What you should do: Give back exactly the lines of the data below, starting with the line that has "gray scrub top" and going on through the line that has "Where can the submerged".

Data excerpts:
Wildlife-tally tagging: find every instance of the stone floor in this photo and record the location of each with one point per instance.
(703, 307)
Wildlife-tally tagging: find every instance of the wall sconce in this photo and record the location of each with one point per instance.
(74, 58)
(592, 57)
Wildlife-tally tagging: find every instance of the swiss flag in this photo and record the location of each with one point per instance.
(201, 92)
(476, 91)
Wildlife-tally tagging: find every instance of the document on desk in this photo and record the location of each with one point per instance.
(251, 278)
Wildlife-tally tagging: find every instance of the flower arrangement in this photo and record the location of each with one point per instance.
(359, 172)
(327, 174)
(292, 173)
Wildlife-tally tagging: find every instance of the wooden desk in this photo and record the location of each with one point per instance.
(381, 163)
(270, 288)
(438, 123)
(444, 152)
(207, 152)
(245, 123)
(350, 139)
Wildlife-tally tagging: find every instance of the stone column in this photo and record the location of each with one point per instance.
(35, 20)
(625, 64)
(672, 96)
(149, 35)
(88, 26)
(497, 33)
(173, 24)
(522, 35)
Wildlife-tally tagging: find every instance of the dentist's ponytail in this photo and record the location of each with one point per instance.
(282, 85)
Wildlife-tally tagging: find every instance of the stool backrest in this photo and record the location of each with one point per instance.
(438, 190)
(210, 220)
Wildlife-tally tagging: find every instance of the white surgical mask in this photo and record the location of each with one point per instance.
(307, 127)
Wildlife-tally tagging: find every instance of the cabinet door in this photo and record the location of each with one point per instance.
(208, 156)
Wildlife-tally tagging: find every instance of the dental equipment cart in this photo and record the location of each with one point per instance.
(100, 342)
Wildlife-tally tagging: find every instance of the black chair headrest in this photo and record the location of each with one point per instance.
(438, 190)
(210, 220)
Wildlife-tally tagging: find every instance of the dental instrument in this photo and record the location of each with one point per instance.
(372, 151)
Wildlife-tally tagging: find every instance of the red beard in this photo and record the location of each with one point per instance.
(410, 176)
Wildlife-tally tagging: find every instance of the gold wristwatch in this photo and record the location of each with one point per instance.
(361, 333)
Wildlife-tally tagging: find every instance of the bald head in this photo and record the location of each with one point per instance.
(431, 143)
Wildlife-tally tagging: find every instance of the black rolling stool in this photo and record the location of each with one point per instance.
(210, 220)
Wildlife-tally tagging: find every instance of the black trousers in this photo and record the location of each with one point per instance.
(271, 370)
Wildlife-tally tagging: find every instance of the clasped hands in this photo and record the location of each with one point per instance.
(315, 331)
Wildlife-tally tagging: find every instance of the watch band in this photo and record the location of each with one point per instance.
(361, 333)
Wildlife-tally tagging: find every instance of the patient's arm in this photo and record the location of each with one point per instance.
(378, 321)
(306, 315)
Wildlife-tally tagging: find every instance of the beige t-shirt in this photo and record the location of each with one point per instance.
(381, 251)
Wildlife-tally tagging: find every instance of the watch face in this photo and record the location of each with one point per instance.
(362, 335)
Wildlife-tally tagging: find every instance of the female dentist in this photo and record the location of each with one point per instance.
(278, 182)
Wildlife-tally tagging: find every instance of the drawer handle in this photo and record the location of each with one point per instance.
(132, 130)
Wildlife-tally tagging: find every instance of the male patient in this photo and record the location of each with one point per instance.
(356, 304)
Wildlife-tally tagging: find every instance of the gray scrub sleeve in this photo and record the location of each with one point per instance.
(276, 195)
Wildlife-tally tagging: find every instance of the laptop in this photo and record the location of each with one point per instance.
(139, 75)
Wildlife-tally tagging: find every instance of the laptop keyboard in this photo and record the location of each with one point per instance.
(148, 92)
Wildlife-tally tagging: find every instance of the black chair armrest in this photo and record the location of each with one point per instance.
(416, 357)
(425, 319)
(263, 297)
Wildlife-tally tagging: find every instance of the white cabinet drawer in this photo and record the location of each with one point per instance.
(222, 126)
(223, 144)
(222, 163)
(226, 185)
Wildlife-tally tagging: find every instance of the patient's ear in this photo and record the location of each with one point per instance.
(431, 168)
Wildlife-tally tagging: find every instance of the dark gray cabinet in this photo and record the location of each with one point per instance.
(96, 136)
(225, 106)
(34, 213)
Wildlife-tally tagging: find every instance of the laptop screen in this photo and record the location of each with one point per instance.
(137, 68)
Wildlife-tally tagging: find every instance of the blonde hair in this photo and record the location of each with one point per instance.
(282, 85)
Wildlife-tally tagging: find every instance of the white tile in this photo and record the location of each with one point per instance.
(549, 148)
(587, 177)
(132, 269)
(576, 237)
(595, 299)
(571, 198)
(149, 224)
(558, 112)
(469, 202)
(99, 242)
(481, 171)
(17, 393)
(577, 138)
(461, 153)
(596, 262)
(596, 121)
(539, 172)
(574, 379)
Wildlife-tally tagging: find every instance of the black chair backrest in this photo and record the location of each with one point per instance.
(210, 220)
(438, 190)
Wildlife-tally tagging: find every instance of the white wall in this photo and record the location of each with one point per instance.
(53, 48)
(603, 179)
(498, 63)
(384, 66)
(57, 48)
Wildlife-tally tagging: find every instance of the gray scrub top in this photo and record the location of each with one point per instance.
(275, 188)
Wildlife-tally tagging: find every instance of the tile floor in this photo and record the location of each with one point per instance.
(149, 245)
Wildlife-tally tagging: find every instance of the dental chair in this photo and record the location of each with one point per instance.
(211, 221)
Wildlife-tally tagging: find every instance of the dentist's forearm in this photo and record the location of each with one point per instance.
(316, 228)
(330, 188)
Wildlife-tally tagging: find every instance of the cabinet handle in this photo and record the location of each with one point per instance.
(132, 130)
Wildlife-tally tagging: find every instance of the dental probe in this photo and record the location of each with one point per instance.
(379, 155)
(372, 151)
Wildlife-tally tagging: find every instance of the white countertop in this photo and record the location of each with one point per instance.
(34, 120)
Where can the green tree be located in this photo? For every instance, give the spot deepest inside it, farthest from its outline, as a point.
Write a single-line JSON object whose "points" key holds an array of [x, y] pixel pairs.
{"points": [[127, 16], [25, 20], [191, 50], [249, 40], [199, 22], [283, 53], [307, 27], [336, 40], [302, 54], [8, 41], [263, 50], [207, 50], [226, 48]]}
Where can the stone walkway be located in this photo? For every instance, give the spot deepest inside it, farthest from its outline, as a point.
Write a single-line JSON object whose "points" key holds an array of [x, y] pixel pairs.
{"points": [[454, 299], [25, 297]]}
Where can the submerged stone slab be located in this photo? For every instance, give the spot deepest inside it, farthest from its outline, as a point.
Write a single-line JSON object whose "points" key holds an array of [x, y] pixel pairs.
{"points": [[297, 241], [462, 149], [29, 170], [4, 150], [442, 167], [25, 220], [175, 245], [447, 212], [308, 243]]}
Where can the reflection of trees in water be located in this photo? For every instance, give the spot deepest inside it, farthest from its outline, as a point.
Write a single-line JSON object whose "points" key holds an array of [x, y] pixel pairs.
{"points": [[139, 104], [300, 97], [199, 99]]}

Task result:
Wildlife-tally tagging: find every instance of the gray scrub top in this photo and record the location of each with one point per instance.
(275, 188)
Wildlife-tally tagging: find every instance of the tile floor in this photo and record the location of each with one point per instance.
(149, 245)
Wildlife-tally tagging: find every instance of the dental chair in this photo and record the location of each with one point per instance.
(211, 221)
Wildlife-tally tagging: find every instance of the dentist's forearm in this photo and record the location of each with one point per instance.
(316, 228)
(330, 188)
Wildlife-tally tagging: find every instance of the cabinet handle in this photo and record the location of each with one point per instance.
(132, 130)
Wildlife-tally tagging: find every instance of the dental probe in this photo and record the location of each with one point per instance.
(379, 155)
(372, 151)
Wildlife-tally tagging: find every instance of the white countertop in this photo and record the location of each with one point per instance.
(34, 120)
Where can the green tree be located in this photo? For every instance, give the spot deepest inside it, farthest from its outline, as a point.
Write a single-line JSON object whose "points" key holds an array of [x, y] pixel pairs.
{"points": [[127, 16], [25, 20], [191, 50], [249, 40], [199, 22], [283, 53], [307, 27], [336, 40], [302, 54], [8, 41], [263, 50], [207, 50], [226, 48]]}
Where can the stone walkway be located in this photo? For every instance, give the spot deepest inside it, farthest from its outline, as a point.
Write a single-line JSON object whose "points" key holds an array of [x, y] pixel pairs.
{"points": [[454, 299], [25, 297]]}
Where can the submerged stone slab be located in this photo? For every instance, give the spot deepest inside it, farthest from its outline, as a point.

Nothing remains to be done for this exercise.